▶ _Your objective_: Each line from the one containing "Could you point to the shoreline" to the end of the entries below is to be set down exactly; the pictures are not.

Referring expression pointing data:
_ _ _ _
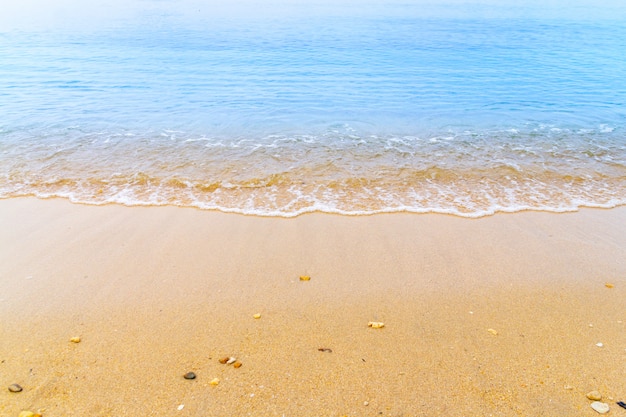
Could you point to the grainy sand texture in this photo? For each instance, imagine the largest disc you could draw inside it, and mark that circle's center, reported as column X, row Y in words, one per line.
column 513, row 314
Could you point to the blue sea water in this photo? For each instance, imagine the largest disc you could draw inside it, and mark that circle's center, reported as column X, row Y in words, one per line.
column 465, row 107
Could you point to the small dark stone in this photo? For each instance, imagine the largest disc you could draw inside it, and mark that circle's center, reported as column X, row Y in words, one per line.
column 15, row 388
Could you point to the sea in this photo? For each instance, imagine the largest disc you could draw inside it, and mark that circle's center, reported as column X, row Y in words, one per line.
column 279, row 108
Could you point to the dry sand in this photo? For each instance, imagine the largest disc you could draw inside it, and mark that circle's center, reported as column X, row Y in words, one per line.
column 156, row 292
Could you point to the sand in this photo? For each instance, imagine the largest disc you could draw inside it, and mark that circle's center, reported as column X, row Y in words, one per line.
column 155, row 292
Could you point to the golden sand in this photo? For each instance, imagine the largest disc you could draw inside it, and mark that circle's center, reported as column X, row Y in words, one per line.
column 506, row 315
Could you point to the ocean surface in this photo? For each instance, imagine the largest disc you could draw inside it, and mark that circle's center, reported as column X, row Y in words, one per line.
column 466, row 108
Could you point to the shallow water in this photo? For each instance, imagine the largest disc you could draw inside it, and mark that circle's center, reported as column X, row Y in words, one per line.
column 469, row 110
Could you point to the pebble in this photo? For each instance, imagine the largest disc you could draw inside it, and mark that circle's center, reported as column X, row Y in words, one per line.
column 601, row 408
column 594, row 396
column 15, row 388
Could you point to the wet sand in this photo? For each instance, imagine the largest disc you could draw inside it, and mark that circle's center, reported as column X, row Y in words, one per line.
column 155, row 292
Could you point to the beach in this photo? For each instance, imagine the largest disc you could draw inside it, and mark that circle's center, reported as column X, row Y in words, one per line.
column 505, row 315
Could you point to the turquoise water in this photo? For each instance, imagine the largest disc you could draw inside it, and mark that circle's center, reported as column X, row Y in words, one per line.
column 468, row 109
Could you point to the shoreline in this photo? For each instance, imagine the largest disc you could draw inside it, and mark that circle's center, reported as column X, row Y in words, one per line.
column 155, row 292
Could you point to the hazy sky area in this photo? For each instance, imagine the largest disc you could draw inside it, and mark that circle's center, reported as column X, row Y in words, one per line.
column 81, row 14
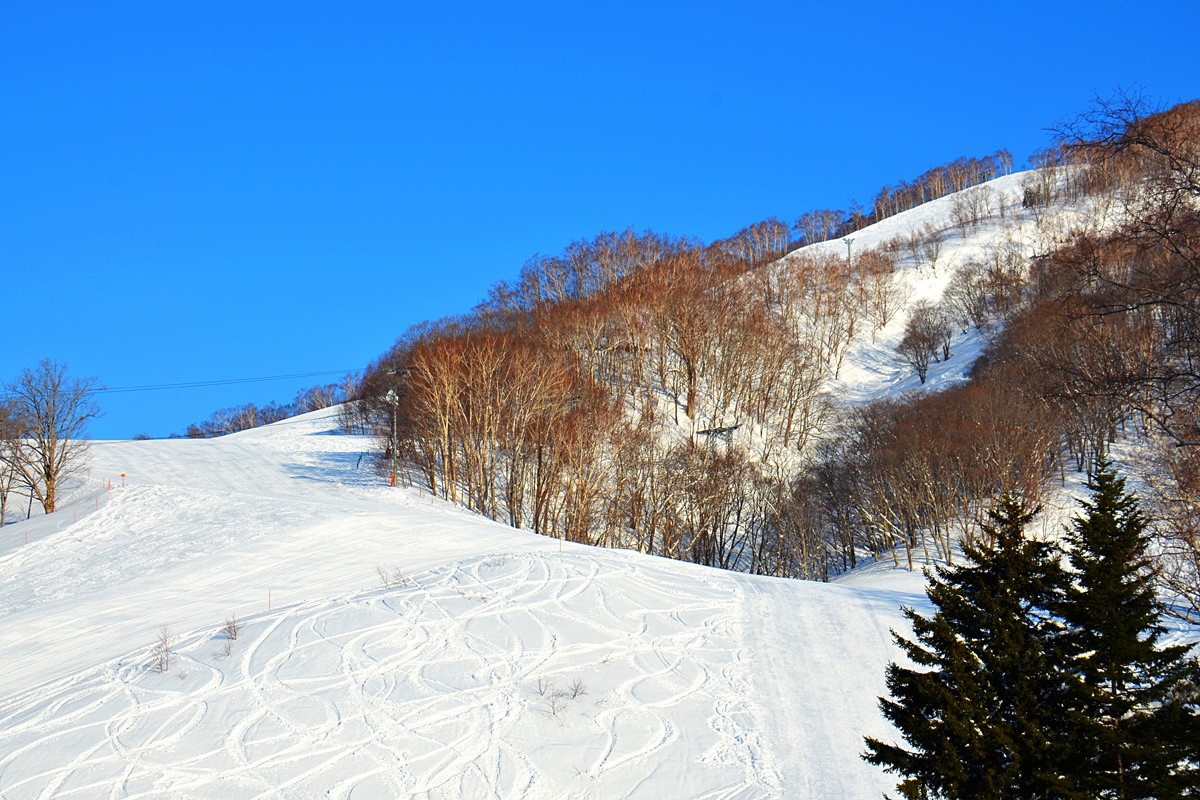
_ _ _ _
▶ _Task answer_:
Could you point to the shoreline in this photo? For each instance, imagine the largest disc you could draw inside it, and mark that circle's center, reported as column X, row Y in words, one per line.
column 155, row 292
Could you point to the hazy sky area in this photo? For each instance, imagine the largest disc you could draw inside it, and mark that circle's center, reported as column X, row Y in words, one per line.
column 81, row 14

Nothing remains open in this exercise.